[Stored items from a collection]
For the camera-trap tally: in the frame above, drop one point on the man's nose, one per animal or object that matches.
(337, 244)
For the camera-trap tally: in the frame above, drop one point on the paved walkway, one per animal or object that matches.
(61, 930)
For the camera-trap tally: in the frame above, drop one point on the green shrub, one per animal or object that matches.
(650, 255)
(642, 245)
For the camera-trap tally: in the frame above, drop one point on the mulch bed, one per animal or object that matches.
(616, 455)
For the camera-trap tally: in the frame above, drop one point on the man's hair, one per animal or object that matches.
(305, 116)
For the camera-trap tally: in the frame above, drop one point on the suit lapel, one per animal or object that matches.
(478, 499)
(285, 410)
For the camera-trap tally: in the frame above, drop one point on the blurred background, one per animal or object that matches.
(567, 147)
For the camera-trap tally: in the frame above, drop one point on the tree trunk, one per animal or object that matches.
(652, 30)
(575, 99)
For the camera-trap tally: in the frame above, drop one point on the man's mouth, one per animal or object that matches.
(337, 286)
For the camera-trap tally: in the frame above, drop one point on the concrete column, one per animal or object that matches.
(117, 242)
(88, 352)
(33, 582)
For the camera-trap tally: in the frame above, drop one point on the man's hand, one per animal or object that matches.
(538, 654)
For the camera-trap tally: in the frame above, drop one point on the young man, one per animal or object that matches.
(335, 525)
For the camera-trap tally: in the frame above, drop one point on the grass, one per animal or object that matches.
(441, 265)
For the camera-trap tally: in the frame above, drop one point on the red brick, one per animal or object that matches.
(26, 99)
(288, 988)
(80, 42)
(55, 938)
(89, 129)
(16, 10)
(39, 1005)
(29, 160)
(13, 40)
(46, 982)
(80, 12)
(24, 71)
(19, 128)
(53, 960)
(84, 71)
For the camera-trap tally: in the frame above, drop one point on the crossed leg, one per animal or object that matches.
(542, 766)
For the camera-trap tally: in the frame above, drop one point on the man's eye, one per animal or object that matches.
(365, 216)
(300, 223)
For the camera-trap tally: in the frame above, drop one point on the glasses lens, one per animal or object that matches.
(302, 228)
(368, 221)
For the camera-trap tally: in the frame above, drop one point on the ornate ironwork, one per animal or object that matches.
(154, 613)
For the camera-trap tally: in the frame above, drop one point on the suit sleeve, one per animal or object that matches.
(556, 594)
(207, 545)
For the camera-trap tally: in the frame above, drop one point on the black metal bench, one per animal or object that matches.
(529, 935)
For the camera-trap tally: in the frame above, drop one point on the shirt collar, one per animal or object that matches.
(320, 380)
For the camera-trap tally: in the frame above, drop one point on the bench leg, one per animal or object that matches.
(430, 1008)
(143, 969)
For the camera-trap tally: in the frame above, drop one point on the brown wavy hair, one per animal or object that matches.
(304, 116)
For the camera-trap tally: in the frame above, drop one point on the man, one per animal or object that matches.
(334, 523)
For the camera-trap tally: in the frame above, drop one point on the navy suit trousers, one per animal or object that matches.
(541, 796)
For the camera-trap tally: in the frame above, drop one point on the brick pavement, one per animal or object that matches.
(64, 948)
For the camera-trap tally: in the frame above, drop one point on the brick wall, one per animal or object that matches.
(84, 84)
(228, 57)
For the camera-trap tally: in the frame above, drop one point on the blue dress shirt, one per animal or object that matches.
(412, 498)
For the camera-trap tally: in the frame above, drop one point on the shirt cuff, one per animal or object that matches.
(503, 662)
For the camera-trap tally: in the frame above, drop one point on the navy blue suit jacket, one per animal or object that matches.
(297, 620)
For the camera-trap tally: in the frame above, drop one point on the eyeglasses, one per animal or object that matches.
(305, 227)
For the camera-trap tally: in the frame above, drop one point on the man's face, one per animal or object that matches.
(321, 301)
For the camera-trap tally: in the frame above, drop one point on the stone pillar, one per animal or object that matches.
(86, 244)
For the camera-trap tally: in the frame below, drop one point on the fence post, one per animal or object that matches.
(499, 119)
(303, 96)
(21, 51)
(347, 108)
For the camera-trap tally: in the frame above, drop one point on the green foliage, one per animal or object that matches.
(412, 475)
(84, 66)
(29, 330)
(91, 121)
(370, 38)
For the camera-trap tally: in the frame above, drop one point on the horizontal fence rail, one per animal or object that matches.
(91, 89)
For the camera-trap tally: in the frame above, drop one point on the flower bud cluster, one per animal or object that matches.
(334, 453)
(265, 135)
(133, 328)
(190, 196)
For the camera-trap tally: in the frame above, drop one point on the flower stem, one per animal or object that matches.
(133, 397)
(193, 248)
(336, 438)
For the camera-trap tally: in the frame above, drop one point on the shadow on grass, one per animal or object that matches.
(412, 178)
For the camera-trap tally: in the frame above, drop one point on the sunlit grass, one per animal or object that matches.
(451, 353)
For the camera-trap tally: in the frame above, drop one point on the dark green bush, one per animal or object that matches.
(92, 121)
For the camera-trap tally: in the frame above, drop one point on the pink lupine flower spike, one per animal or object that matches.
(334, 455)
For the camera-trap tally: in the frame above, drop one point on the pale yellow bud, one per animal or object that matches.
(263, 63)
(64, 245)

Task to complete: Restate the data exactly, keeping every line intact.

Task response:
For the camera-trap tally: in the frame above, drop one point on the man's nose, one per animal or object that matches.
(337, 244)
For the camera-trap tally: in the frame above, drop one point on the paved walkway, one per animal or object that matches.
(61, 930)
For the camera-trap tally: in the frame above, drop one point on the green shrub, one per animal or object that matches.
(650, 255)
(642, 245)
For the camera-trap tally: in the frame above, drop one point on the mulch bed, one per animal or object that matches.
(616, 455)
For the camera-trap tally: in the frame above, drop one point on the man's hair, one per animal or object that matches.
(305, 116)
For the camera-trap tally: in the frame above, drop one point on the suit lapel, one per animal or object that matches.
(478, 499)
(285, 410)
For the camera-trap tally: in the frame above, drop one point on the blurred background, one per animal or object that matches.
(567, 147)
For the camera-trap tally: in the frame above, drop one point on the tree trunk, one per animal or object that matches.
(652, 30)
(575, 99)
For the camera-trap tally: in the frame above, drop one point on the man's mouth, one per animal or object that matches.
(337, 286)
For the camera-trap tally: in the frame above, drop one point on the concrete column, one per animal or object that matches.
(117, 242)
(88, 352)
(33, 582)
For the camera-trap tally: in the frame above, drop one point on the man's hand, one per animal or object that matches.
(538, 654)
For the camera-trap tally: in the frame above, drop one point on the young man, one per animal or object that matches.
(335, 525)
For the camera-trap tally: in the frame above, drop one point on the grass, one per animal or object that matches.
(441, 265)
For the camera-trap tally: in the frame above, drop one point on the red brick, one per animal or object that matches.
(26, 99)
(288, 988)
(80, 42)
(55, 938)
(89, 129)
(16, 10)
(39, 1005)
(29, 160)
(13, 40)
(46, 982)
(80, 12)
(24, 71)
(19, 128)
(53, 960)
(84, 71)
For the camera-trap tally: in the frame above, drop one point on the crossed leg, one per animal or object that matches.
(542, 766)
For the camera-trap tally: in the frame above, drop one point on the man's eye, one per animal or object that matches.
(365, 216)
(300, 223)
For the camera-trap tally: in the frame above, drop one point on the glasses lens, one per animal or object that matches.
(302, 228)
(368, 221)
For the camera-trap tally: in the frame above, drop one point on the ornate ironwork, one per animal or object that matches.
(154, 613)
For the camera-trap tally: in the frame above, drop one point on the suit sleeve, one per animal or object that matches.
(556, 594)
(207, 545)
For the camera-trap tally: in the frame above, drop one point on the black metal bench, one per animal or object that matches.
(529, 935)
For the camera-trap tally: in the frame above, drop one point on the shirt collar, one per animal or object that matches.
(320, 380)
For the camera-trap tally: in the frame above, drop one point on the bench leg, one per animal or object that matches.
(430, 1008)
(143, 969)
For the camera-trap tally: in the frame above, drop one point on the brown wavy hair, one per animal or object that matches.
(304, 116)
For the camera-trap tally: in the frame above, drop one point on the man, one per animal or object that matches.
(334, 523)
For the camera-trap tally: in the frame above, drop one point on the navy suit trousers, one per animal or object that matches.
(541, 796)
For the camera-trap tally: in the frame above, drop one point on the brick pavement, one per animal or object that matches.
(64, 948)
For the camera-trap tally: in the frame above, drop one point on the brick wall, one per animal or object that matches.
(84, 84)
(228, 57)
For the camera-trap tally: in the frame above, drop one point on the blue dress shirt, one per animal or object that matches.
(412, 498)
For the camera-trap tally: in the frame above, drop one point on the shirt cuff, one per animal or object that matches.
(503, 662)
For the camera-trap tally: in the frame above, drop one point on the navy blue suit jacket, one per animal or object that matches.
(297, 620)
For the camera-trap tally: in the frame above, drop one point on the eyeglasses, one per animal or object that matches.
(305, 227)
For the camera-trap tally: in the frame above, drop one point on the man's face, one per animal or object that matches.
(321, 301)
For the camera-trap tally: in the frame above, drop one point on the stone pillar, one per animal or object that matches.
(86, 244)
For the camera-trap tally: in the frame below, drop one point on the fence post, one per animal or object that matches.
(499, 119)
(303, 96)
(21, 51)
(347, 108)
For the camera-trap tally: in the frame above, drop one point on the green foliage, one per animal or object that matches.
(412, 475)
(84, 66)
(29, 330)
(91, 121)
(370, 38)
For the camera-trap tally: in the frame above, drop one point on the horizontal fence rail, one per animal or object that matches.
(91, 89)
For the camera-trap tally: in the frame above, drop one point on the flower bud cluster, one per animal or object that matches.
(334, 453)
(265, 135)
(133, 328)
(190, 196)
For the camera-trap tally: in the frame above, drop one point on the flower stem, one per animal or object that matches.
(133, 397)
(193, 248)
(336, 438)
For the camera-trap tally: in the frame above, drop one point on the shadow on grass, one per animal or object that matches.
(412, 178)
For the camera-trap tally: in the frame above, drop one point on the sunlit grass, one per animal or object that matches.
(451, 353)
For the camera-trap tally: in the frame above, drop one point on the dark green bush, one per animal or object that matches.
(92, 121)
For the camera-trap tally: in the frame above, drop one point on the pink lupine flower spike, one per animal or object that matches.
(334, 455)
For the camera-trap tally: in the frame above, drop one point on the pale yellow bud, one per animal or object that matches.
(263, 63)
(64, 245)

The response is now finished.